▸ **Request**
Transcribe, exactly as they appear, only the lines from the one holding "Where can you see the small" through the end of the entries below.

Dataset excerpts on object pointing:
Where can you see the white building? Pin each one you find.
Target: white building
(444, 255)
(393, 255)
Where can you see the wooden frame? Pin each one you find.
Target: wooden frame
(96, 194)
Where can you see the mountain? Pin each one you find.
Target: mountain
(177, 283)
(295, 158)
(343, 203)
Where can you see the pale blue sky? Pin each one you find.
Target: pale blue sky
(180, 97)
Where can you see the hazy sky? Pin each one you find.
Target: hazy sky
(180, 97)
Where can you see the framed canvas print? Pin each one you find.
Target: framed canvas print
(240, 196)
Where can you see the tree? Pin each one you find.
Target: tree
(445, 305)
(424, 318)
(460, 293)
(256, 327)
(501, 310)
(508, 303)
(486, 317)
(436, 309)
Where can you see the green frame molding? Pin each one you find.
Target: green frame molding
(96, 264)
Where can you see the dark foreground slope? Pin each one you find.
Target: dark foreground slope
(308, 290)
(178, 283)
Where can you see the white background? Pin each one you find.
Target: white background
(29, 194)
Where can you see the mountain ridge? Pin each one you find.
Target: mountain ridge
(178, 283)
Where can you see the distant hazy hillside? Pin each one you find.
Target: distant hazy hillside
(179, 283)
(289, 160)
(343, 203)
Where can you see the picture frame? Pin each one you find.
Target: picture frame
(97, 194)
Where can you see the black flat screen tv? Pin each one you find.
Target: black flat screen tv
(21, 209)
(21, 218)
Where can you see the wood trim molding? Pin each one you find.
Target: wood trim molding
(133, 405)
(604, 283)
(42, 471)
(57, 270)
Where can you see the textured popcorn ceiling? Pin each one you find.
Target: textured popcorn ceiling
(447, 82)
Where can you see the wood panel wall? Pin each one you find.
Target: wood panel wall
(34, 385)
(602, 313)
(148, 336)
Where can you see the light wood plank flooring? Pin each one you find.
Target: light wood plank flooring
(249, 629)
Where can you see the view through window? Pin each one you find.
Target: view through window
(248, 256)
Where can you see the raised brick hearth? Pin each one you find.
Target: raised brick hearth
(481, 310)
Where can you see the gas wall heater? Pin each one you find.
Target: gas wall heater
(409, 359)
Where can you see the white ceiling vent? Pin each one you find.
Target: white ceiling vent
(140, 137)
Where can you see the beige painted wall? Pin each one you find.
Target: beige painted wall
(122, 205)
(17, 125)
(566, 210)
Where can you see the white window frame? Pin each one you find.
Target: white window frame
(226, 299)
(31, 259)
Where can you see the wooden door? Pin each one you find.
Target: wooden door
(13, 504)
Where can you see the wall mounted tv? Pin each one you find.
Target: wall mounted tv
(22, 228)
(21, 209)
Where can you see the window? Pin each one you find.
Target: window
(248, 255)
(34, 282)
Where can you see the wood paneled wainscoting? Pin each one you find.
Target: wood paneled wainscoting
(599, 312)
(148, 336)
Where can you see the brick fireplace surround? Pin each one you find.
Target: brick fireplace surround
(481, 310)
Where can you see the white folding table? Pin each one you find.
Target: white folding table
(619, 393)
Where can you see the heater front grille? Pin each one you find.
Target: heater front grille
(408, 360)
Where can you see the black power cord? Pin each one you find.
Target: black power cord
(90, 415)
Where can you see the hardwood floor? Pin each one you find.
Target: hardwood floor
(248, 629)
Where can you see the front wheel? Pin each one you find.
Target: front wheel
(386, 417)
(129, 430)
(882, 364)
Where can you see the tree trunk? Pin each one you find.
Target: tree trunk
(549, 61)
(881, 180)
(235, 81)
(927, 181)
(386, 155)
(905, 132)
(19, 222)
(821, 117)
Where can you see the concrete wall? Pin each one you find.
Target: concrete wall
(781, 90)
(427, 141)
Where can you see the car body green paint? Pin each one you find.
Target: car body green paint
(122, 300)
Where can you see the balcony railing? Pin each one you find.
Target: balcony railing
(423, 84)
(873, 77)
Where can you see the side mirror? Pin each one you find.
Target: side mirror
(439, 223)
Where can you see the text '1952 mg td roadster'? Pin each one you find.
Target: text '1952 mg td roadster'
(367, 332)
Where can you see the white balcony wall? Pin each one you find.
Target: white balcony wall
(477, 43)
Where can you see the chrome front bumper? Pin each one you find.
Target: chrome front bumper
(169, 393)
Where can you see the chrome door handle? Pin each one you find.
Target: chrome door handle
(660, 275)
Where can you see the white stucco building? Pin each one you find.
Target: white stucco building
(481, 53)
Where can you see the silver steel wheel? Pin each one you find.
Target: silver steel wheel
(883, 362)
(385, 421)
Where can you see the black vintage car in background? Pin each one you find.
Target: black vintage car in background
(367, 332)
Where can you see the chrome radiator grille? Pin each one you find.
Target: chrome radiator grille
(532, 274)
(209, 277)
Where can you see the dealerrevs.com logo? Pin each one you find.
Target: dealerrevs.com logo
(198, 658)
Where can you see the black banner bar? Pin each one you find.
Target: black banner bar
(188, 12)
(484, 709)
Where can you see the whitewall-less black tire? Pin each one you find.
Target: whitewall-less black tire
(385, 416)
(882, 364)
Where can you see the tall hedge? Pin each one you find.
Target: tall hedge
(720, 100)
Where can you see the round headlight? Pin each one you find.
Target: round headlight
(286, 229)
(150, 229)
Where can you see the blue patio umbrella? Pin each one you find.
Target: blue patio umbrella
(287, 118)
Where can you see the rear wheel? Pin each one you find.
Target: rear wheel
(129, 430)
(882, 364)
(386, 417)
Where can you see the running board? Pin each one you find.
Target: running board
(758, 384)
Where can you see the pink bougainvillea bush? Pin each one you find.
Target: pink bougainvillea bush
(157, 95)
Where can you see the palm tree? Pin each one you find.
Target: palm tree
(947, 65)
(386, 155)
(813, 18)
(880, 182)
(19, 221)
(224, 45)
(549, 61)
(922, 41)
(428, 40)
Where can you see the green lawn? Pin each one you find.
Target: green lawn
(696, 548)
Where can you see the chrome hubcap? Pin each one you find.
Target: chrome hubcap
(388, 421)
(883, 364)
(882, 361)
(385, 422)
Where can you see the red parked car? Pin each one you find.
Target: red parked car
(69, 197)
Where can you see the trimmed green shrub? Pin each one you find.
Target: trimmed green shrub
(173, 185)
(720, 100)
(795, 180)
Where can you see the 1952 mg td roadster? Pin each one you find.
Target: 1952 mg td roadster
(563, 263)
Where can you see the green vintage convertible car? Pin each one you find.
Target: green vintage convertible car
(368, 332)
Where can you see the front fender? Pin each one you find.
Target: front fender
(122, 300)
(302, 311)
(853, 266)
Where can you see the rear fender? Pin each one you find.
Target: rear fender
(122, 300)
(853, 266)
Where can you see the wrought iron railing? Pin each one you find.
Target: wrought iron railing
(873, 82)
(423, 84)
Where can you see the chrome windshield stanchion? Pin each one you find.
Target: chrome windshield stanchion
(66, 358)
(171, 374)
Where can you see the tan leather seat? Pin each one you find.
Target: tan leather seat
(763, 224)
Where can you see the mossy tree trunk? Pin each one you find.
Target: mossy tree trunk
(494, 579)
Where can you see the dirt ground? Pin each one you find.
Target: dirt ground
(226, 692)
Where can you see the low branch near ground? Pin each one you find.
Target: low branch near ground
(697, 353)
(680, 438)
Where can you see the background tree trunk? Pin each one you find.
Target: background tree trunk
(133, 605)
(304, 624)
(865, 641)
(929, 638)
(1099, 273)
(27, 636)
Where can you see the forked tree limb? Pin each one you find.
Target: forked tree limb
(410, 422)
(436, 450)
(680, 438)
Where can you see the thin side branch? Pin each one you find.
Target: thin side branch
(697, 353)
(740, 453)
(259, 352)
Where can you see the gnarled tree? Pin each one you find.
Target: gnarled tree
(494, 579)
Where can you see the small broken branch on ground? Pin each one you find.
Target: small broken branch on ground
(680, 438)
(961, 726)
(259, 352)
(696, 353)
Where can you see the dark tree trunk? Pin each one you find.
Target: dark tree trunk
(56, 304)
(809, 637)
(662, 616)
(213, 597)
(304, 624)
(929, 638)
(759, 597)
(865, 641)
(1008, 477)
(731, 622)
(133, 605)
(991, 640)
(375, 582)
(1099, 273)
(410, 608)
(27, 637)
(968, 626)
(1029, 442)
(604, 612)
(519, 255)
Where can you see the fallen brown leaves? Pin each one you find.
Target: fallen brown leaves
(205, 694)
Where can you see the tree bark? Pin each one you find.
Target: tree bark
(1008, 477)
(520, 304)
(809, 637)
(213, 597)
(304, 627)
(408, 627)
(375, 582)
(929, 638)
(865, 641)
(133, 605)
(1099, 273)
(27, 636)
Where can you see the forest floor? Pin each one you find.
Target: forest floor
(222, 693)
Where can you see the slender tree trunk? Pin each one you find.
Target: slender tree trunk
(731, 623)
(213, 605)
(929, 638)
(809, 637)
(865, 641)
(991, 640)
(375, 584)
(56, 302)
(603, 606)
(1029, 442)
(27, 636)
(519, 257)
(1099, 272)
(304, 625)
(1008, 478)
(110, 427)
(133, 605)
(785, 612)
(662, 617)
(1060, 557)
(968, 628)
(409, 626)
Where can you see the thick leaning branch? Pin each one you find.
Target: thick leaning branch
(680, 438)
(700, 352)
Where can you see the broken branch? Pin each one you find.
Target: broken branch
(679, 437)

▸ **Final answer**
Where can you see the small broken branch on ground? Pin each one you find.
Target: small broken branch on ground
(680, 438)
(961, 726)
(259, 352)
(696, 353)
Where can you see the dark tree trunk? Pin each one you find.
Target: dark tree trunk
(56, 304)
(809, 637)
(662, 616)
(213, 597)
(304, 624)
(929, 638)
(759, 597)
(865, 641)
(1008, 477)
(731, 622)
(133, 605)
(991, 640)
(375, 582)
(1099, 273)
(410, 608)
(27, 637)
(968, 626)
(1029, 442)
(604, 612)
(519, 255)
Where can you see the fallen brown leaves? Pin each one you find.
Target: fallen brown leaves
(205, 694)
Where can you see the tree bark? Pin each one you find.
Target: tree bark
(1008, 477)
(520, 304)
(809, 637)
(213, 597)
(304, 627)
(408, 627)
(375, 582)
(929, 638)
(865, 641)
(133, 605)
(1099, 273)
(27, 636)
Where can you see the forest floor? Pin each one you find.
Target: forest floor
(222, 693)
Where can you see the slender tree trunk? Pin each one you find.
Target: slender tree trunk
(731, 623)
(213, 605)
(929, 638)
(809, 637)
(865, 641)
(991, 640)
(375, 584)
(56, 302)
(603, 606)
(1029, 442)
(27, 636)
(519, 257)
(1099, 272)
(304, 625)
(1008, 478)
(110, 427)
(133, 605)
(785, 612)
(662, 617)
(1060, 557)
(968, 628)
(409, 626)
Where can you see the thick leaning branch? Pin each one you find.
Target: thick leaning branch
(680, 438)
(700, 352)
Where can you see the broken branch? Pin each one you find.
Target: broken branch
(679, 437)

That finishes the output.